Data shown:
========
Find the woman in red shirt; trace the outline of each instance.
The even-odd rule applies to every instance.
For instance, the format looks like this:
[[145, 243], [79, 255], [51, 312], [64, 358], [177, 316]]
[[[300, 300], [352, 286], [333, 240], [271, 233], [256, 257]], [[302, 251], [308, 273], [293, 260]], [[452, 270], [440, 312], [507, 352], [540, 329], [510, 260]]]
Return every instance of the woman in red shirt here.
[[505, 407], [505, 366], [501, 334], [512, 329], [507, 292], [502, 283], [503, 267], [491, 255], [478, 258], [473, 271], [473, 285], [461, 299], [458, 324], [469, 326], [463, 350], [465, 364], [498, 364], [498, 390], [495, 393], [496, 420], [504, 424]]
========
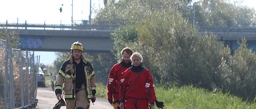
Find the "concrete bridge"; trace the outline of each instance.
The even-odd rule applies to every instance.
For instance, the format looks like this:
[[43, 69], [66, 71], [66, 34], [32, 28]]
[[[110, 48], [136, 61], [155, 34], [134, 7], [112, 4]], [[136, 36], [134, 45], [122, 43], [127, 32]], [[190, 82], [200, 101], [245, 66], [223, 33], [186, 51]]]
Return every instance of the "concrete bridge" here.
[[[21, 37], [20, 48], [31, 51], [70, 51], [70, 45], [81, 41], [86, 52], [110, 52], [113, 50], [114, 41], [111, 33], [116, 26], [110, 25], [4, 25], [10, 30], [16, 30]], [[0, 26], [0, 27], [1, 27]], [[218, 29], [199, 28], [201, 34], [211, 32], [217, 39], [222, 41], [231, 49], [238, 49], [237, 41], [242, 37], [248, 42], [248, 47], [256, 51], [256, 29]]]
========
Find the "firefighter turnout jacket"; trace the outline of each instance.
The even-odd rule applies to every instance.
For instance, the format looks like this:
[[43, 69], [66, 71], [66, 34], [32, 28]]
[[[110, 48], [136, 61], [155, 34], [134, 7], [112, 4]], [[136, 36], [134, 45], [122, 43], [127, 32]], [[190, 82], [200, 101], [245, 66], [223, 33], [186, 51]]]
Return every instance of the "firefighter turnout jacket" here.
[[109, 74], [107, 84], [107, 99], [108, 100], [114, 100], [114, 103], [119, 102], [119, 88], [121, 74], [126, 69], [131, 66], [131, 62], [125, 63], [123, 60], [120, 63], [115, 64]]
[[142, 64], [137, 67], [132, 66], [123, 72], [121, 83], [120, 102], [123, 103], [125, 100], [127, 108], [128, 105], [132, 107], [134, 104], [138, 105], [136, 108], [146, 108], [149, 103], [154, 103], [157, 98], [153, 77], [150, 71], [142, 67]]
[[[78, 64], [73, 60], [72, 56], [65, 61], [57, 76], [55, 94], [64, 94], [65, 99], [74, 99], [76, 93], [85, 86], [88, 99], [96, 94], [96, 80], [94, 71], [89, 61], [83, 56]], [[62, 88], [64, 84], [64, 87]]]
========
Transcribe the lines of the records from the line with "Find the woman" up to and including the line with "Return every instance of the woman", keeping every character as it appears.

Find the woman in red shirt; trace the outline of each instance.
The even-odd rule applies to every instance.
For instance, the format looks like this:
[[145, 243], [79, 255], [51, 312], [64, 358], [177, 316]]
[[[300, 300], [352, 286], [333, 240], [271, 233], [256, 257]], [[302, 251], [308, 273], [293, 260]], [[452, 270], [440, 312], [507, 352], [540, 329], [510, 260]]]
Return every instance of the woman in red shirt here.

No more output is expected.